## Extract to read
════════

I have a tweets document, it contains like that lines:
RichardJ0nes -- Should I upgrade to an iPhone 5? Decisions, decisions!
AnthonyMOliva -- @AnthonyMOliva AT&T offering iPhone 5 refurbished starting at $99: Two months after making its debut, refur... http://t.co/IsPDzIrD #BBC
mittrashi -- RT @timesofindia: Apple iPhone 5S, iPad 5 already in the works? - The Times of India http://t.co/s782BHp5
I want to clean this document.
Firstly I want to clean the user names( example: RichardJ0nes — or @AnthonyMOliva ) and secondly I want to clean links (example http://t.co/s782BHp5) .
It should be like that :
Should I upgrade to an iPhone 5? Decisions, decisions!

════════

## Given information
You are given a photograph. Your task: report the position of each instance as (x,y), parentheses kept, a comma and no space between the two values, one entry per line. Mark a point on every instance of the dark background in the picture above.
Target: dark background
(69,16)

════════

## Your tasks
1. Answer these about the tweet-cleaning post:
(a) What starting price is given for the refurbished iPhone 5 offered by AT&T?
(b) What two things does the writer want to remove from the document?
(c) Which account does mittrashi retweet?
2. Carry the tweet-cleaning post on from its last line.
The data has nothing to do with what comes next.

## Responses to the exercise
1.
(a) $99
(b) User names and links
(c) @timesofindia

2.
AT&T offering iPhone 5 refurbished starting at $99: Two months after making its debut, refur...
Apple iPhone 5S, iPad 5 already in the works? - The Times of India
I try doing something with regular expression on the notepad++ but I could not clean the text
I try delete first usernames with
find .*\(--\)
replace: \1
but it does not work on notepad++ . How should I do, please give me an idea ?
Search for
(^\S+\s--|\bhttps?://\S+|(?:^|(?<=\s))[@#]\S+)\s?and replace it with empty string.